Instructions to follow: Restate the data word for word and leave the images out.
(Given data begins)
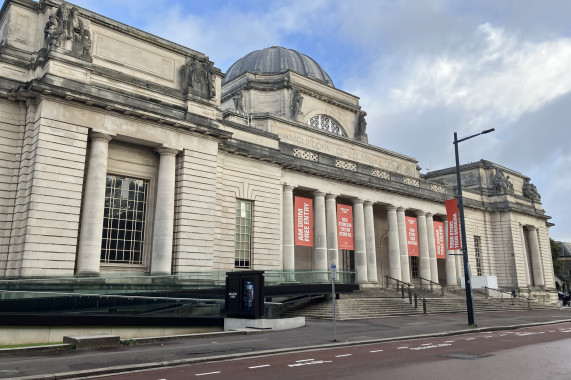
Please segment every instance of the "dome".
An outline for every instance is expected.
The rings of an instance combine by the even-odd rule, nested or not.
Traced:
[[[335,87],[319,63],[297,50],[286,49],[281,46],[272,46],[246,54],[230,66],[222,84],[232,81],[245,72],[278,74],[288,70]]]

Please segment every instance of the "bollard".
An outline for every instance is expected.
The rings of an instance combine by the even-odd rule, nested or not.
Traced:
[[[401,293],[401,298],[404,299],[404,285],[402,285],[402,286],[400,287],[400,290],[401,290],[401,292],[400,292],[400,293]]]
[[[418,309],[418,294],[414,293],[414,308]]]
[[[410,286],[408,287],[408,303],[412,305],[412,293],[410,291]]]
[[[422,299],[422,311],[426,314],[426,298]]]

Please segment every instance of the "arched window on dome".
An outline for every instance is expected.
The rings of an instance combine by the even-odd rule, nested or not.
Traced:
[[[347,136],[343,128],[327,115],[315,115],[307,121],[307,125],[339,136]]]

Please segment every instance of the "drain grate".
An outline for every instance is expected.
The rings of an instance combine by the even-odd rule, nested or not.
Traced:
[[[472,355],[472,354],[448,354],[443,355],[445,358],[450,359],[462,359],[462,360],[478,360],[490,357],[492,355]]]

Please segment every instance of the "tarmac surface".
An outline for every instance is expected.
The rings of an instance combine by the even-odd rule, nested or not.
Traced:
[[[308,319],[305,327],[292,330],[248,330],[156,337],[116,348],[77,351],[43,348],[39,352],[26,349],[0,350],[0,379],[85,378],[283,352],[509,330],[562,322],[571,322],[571,308],[477,313],[477,327],[468,326],[465,313],[337,321],[336,341],[333,341],[333,321]]]

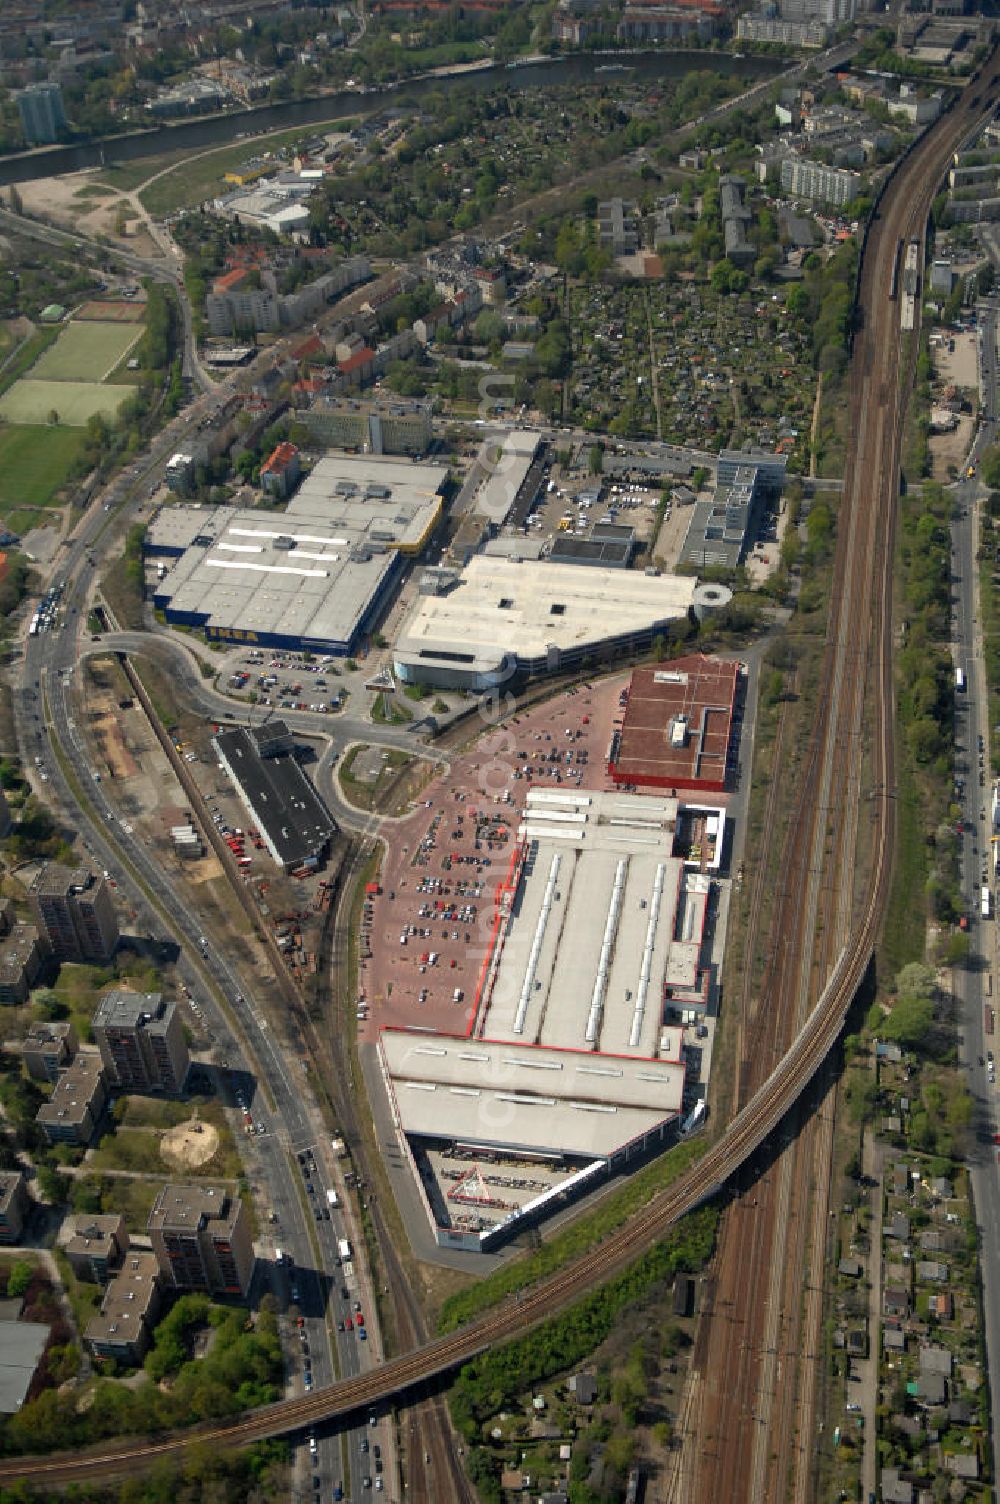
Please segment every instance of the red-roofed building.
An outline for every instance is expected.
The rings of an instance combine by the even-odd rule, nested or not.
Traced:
(Given data ends)
Answer for this exercise:
Please segment every instance of the "dome".
An outline for every instance is expected.
The rings of an instance combine by the even-odd rule, nested or not.
Traced:
[[[335,87],[319,63],[297,50],[286,49],[281,46],[272,46],[246,54],[230,66],[222,84],[232,81],[245,72],[278,74],[288,70]]]

Please segment every instance of the "bollard".
An outline for every instance is expected.
The rings of an instance combine by the even-odd rule, nested or not.
Traced:
[[[401,293],[401,298],[404,299],[404,285],[402,285],[402,286],[400,287],[400,290],[401,290],[401,292],[400,292],[400,293]]]
[[[418,309],[418,294],[414,293],[414,308]]]
[[[410,286],[408,287],[408,303],[412,305],[412,293],[410,291]]]
[[[422,299],[422,311],[426,314],[426,298]]]

Please segment every instance of the "arched window on dome".
An outline for every instance is expected.
The rings of an instance combine by the even-odd rule, nested or not.
Traced:
[[[347,136],[343,128],[327,115],[315,115],[307,121],[307,125],[339,136]]]

Please segment every instance of the "drain grate".
An outline for every instance is expected.
The rings of an instance combine by the even-odd rule, nested or not.
Traced:
[[[472,355],[472,354],[448,354],[443,355],[445,358],[450,359],[462,359],[462,360],[478,360],[490,357],[492,355]]]

Please segment every instance of the "tarmac surface".
An outline for every instance is expected.
The rings of an instance combine by the even-odd rule, nested or not.
Traced:
[[[308,319],[305,327],[292,330],[248,330],[156,337],[116,348],[77,351],[43,348],[39,352],[26,349],[0,350],[0,379],[85,378],[283,352],[509,330],[562,322],[571,322],[571,308],[477,313],[477,327],[468,326],[465,313],[337,321],[336,341],[333,341],[333,321]]]

Please segment every instance of the red-roofed building.
An outline for every instance is expected.
The rings of an instance combine by the even-odd rule, nested or not.
Traced:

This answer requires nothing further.